### Reading passage
----------
If you have moved or are moving to Portugal, tax planning should be high on your priorities. Otherwise, you could easily end up paying more tax than necessary, or even pay tax in the wrong country.
Some expatriates incorrectly assume that they do not need to pay tax in Portugal when they are, in fact, tax residents here. Even if you do not live here full-time, you could still meet the criteria to be a resident. For others, the opposite applies, and they should still be paying tax in the UK.
It is vital to understand where you should be paying tax and to fulfil your obligations under local and international rules. If you get it wrong, you could pay much more than you need to or even find yourself subject to a tax investigation.
Residency and taxation
If you meet the criteria to be a tax resident in Portugal, you are liable for Portuguese taxes on your worldwide income and some capital gains. The exception is for those who currently have non-habitual residence (NHR) status. Income tax rates range from 13% to 48%, and while investment income is taxable at 28%, Portugal offers highly tax-efficient opportunities for capital investments. Residents are also subject to taxes on property rental, the transfer of real estate, vehicle sales and stamp duty.
Non-residents only face taxes on Portuguese income and certain capital gains on Portuguese assets, plus a ‘wealth tax’ on Portuguese property valued over €600,000 (per individual owner). However, they remain liable for taxation in their country of residence.
Identifying your tax residency
While this may seem straightforward, the rules can be complex, and the answer is not always clear. Portuguese tax is levied according to de facto (actual physical) residence, which has nothing to do with citizenship, or the residence visa or work permit you have.
The simplest rule concerns how long you spend in Portugal. If you are here for a total of 183 days or more within a 12-month period, the Portuguese tax authorities (finanças) will consider you a resident. The clock starts from the date you arrive in Portugal with the intention of staying permanently, so you could be deemed tax resident from the day you relocate.
If you spend less than 183 days a year here but own Portuguese property, you could still be seen as a tax resident if there is evidence that the property is your home (habitual residence).
Once you are a tax resident here, your dependent relatives will also be considered residents. The Finanças, however, can recognise different residency types within the same household if one spouse can prove that they are a tax resident elsewhere.
If you meet Portuguese residency criteria, it is your responsibility to declare yourself to the authorities and submit an accurate tax return each year.
The importance of the tax treaty
Where your tax status is unclear because you meet the residency criteria for two countries, it is determined by the relevant double tax treaty. The UK/Portugal treaty sets out ‘tie-breaker’ rules, such as the location of your permanent home, where your finances are based and where you normally live. If residency still cannot be decided, it comes down to your nationality or mutual agreement between the two countries.
----------
### What you need to do
**A.** From the article on tax residency in Portugal, write out the passage that begins at the words "Once you are" and stops after "tax resident elsewhere.".
**B.** Pull out every line of the records that includes the word "cloud".
----------
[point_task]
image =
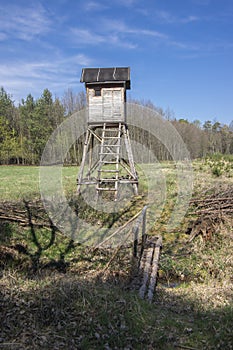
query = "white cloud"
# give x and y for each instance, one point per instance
(85, 36)
(94, 6)
(21, 78)
(23, 22)
(169, 18)
(115, 33)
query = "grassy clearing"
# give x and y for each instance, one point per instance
(68, 300)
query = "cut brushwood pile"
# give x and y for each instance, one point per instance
(213, 211)
(25, 213)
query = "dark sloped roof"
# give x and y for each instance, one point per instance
(93, 75)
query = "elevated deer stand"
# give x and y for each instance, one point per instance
(106, 167)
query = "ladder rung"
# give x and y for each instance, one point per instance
(108, 180)
(109, 162)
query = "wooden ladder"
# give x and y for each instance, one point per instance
(108, 171)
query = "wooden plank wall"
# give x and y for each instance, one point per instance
(109, 107)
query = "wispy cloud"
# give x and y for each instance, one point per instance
(85, 36)
(22, 77)
(23, 22)
(115, 33)
(169, 18)
(94, 6)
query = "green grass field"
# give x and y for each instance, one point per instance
(60, 297)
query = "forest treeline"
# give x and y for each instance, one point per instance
(25, 129)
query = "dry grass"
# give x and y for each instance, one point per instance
(84, 306)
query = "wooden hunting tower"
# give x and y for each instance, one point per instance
(107, 123)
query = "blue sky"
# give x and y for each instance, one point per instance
(180, 51)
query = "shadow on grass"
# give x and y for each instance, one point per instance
(73, 313)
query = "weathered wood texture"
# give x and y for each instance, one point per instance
(146, 253)
(109, 106)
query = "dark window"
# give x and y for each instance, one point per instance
----------
### Outputs by task
**A.**
Once you are a tax resident here, your dependent relatives will also be considered residents. The Finanças, however, can recognise different residency types within the same household if one spouse can prove that they are a tax resident elsewhere.

**B.**
query = "white cloud"
query = "wispy cloud"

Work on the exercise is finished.